◆ **GIVEN REQUEST A**: Which lines in the listing below contain the word "flower"? List every one of them, and treat case as significant.
** Begin PROVIDED PASSAGE **
The number of registers scales based on the maximum network settings such as: Maximum Number of Layers (MNL), Maximum Number of Neurons (MNN), Maximum Number of Neurons in Largest Layer (MNNLL), Maximum Number of Inputs (MNI), and Maximum Number of Outputs (MNO).

# **3 Evaluation and Results**

The MLPCP was written in C++ and generated using Xilinx's Vivado-hls 14.2 tools. We configured, synthesized and ran four versions of the MLPCP and compared their performance against software implementations for three applications. Comparisons were performed against a 660 MHz diffused ARM processor on the Zedboard(xc7z020clg484-1) and a 100 MHz soft IP MicroBlaze processor.

Performance results for these tests are presented in Section [3.](#page-4-0) We then implemented two custom neural network versions of three different test applications on the Zedboard for size comparisons. These results are presented in Section [3.1.](#page-5-0)

**MLPCP Configurations:** The following four versions of the MLPCP were used in our evaluations:

1. MLPCP-1: Four PEs, arithmetic floating point, AFs: synthesized (Vivado-Hls).
** End PROVIDED PASSAGE **
** Begin MATERIAL SHOWN **
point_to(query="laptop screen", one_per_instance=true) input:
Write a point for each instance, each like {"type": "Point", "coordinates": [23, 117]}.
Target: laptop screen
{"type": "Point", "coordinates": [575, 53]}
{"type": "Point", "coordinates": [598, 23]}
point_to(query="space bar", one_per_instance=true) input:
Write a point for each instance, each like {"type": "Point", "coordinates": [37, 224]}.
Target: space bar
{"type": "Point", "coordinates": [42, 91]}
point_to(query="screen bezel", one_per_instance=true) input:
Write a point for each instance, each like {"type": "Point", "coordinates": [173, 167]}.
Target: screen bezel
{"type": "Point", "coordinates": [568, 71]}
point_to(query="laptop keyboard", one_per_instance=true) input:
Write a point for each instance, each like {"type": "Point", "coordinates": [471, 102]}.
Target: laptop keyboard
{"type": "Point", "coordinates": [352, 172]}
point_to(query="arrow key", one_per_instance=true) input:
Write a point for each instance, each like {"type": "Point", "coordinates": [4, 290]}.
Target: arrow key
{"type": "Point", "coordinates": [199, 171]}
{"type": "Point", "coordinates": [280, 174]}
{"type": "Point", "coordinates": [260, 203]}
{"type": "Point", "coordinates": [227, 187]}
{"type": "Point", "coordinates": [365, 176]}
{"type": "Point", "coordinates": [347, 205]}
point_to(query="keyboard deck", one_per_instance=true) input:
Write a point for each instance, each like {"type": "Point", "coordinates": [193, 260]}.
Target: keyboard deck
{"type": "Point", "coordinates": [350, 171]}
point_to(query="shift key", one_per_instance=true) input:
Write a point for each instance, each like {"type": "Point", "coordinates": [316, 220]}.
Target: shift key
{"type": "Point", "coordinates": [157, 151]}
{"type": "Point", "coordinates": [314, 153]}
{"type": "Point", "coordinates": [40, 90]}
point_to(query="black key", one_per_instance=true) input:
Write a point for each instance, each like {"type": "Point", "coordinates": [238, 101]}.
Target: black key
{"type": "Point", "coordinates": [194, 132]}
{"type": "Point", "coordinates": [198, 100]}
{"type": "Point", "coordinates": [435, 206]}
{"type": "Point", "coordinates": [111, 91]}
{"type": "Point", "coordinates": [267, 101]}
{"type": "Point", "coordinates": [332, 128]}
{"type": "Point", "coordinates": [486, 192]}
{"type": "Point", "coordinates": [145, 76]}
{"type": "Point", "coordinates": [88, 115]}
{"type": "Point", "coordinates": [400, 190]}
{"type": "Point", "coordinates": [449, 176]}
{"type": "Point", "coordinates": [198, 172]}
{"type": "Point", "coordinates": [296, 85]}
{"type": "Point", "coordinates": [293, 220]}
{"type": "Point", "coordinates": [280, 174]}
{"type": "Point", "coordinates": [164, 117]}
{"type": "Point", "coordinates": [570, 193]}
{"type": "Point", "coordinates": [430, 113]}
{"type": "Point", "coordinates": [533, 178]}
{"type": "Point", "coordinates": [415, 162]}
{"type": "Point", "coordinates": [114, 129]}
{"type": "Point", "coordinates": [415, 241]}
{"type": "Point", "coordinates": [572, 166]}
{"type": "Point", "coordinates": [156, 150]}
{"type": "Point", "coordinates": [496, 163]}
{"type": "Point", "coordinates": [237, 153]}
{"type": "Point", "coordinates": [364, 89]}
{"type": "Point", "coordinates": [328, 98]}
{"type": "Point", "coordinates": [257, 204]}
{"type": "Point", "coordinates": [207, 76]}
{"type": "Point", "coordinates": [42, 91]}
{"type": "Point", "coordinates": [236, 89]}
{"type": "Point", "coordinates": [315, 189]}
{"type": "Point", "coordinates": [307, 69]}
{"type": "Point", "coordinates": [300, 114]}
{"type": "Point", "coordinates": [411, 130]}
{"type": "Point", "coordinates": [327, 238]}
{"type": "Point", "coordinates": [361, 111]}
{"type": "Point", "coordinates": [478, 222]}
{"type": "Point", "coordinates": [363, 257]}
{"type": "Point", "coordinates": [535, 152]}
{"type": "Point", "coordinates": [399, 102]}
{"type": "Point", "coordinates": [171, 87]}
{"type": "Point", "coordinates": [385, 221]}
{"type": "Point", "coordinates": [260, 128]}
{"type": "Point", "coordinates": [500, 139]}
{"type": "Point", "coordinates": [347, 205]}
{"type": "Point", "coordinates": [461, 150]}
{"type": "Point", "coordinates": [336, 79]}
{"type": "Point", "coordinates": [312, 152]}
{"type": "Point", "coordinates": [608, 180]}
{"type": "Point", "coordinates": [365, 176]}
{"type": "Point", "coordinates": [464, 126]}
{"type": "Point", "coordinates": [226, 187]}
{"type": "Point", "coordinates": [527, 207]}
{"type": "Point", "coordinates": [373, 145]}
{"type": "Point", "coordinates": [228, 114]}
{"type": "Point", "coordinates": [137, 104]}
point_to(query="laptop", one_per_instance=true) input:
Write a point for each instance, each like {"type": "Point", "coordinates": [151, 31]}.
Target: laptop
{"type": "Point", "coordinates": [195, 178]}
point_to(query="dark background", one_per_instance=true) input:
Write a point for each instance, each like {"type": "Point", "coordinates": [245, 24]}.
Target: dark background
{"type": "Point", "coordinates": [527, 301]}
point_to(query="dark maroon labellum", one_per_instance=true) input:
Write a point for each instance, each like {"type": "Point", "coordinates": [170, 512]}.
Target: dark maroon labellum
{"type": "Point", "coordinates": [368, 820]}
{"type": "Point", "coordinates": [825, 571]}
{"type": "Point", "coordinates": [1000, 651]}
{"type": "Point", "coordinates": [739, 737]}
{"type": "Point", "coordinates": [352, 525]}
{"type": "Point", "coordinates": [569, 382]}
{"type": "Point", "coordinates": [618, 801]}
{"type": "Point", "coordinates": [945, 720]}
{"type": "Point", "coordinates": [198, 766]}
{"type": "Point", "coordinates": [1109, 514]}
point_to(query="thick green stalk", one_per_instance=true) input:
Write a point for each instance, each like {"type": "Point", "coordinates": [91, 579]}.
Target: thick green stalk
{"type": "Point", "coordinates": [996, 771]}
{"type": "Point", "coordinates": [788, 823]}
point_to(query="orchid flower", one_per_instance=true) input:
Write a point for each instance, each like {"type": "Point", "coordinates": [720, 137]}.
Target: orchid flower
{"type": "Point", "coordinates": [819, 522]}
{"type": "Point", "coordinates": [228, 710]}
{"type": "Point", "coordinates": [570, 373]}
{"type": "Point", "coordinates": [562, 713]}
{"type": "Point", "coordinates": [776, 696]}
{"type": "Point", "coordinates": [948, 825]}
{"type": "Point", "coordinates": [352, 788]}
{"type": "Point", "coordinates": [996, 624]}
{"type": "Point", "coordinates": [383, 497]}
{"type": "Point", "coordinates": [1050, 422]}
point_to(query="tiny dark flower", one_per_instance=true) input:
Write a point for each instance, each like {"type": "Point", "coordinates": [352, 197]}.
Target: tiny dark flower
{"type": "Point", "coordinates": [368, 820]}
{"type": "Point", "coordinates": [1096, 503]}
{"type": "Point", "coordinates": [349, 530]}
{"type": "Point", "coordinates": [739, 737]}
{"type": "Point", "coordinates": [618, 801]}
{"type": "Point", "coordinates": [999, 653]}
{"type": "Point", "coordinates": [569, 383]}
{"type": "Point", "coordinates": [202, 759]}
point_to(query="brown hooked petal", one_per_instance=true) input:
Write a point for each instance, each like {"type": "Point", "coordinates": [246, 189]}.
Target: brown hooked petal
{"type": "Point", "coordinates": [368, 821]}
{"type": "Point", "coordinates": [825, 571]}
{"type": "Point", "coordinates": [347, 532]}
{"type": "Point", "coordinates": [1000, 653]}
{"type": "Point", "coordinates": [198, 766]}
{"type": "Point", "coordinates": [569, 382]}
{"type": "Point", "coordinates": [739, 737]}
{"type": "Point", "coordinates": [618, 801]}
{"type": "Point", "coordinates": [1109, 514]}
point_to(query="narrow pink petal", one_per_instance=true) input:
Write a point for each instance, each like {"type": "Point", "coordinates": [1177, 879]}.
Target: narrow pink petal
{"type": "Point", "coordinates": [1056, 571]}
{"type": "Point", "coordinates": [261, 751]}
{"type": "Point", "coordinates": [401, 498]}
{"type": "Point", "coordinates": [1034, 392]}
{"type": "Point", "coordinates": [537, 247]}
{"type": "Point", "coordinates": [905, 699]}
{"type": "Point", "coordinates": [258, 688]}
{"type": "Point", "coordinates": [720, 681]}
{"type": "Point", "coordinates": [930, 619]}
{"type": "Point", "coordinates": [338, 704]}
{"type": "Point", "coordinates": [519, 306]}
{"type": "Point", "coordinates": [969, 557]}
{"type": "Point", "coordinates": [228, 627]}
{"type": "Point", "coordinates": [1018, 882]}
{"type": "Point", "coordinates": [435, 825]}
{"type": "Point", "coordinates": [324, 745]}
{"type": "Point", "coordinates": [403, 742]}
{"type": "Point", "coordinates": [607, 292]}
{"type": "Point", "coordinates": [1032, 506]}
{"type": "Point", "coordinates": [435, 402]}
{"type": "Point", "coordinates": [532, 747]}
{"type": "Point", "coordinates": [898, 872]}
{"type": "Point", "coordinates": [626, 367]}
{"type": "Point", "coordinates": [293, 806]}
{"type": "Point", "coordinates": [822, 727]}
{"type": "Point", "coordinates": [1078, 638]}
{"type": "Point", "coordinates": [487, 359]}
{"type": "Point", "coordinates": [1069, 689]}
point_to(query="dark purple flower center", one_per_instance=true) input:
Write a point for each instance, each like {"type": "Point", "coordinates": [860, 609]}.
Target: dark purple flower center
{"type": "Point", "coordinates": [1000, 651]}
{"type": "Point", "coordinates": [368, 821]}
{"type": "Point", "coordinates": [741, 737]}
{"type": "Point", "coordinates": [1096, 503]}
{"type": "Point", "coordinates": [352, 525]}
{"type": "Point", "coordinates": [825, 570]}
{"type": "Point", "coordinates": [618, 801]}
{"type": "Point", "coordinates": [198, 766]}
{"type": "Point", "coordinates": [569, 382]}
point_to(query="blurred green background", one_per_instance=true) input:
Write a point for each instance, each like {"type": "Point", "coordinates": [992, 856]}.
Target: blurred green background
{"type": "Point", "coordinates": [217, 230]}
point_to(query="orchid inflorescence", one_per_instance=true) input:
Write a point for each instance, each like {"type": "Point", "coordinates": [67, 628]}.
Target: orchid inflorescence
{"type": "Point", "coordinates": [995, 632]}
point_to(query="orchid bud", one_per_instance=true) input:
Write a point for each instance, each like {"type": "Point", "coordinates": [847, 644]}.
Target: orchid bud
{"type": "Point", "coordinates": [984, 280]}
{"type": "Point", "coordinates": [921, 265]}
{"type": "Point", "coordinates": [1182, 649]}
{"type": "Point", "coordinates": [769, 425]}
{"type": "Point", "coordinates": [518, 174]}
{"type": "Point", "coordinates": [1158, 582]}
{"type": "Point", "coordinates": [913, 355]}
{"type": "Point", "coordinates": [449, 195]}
** End MATERIAL SHOWN **
◆ **GIVEN REQUEST B**: Print the MLPCP evaluation excerpt between "The MLPCP was" and "AFs: synthesized (Vivado-Hls).", inclusive.

◆ **COMPLETE OUTPUT A**:
point_to(query="orchid flower", one_per_instance=true) input:
Target: orchid flower
point_to(query="tiny dark flower", one_per_instance=true) input:
Target: tiny dark flower
point_to(query="dark purple flower center", one_per_instance=true) input:
Target: dark purple flower center

◆ **COMPLETE OUTPUT B**:
The MLPCP was written in C++ and generated using Xilinx's Vivado-hls 14.2 tools. We configured, synthesized and ran four versions of the MLPCP and compared their performance against software implementations for three applications. Comparisons were performed against a 660 MHz diffused ARM processor on the Zedboard(xc7z020clg484-1) and a 100 MHz soft IP MicroBlaze processor.

Performance results for these tests are presented in Section [3.](#page-4-0) We then implemented two custom neural network versions of three different test applications on the Zedboard for size comparisons. These results are presented in Section [3.1.](#page-5-0)

**MLPCP Configurations:** The following four versions of the MLPCP were used in our evaluations:

1. MLPCP-1: Four PEs, arithmetic floating point, AFs: synthesized (Vivado-Hls).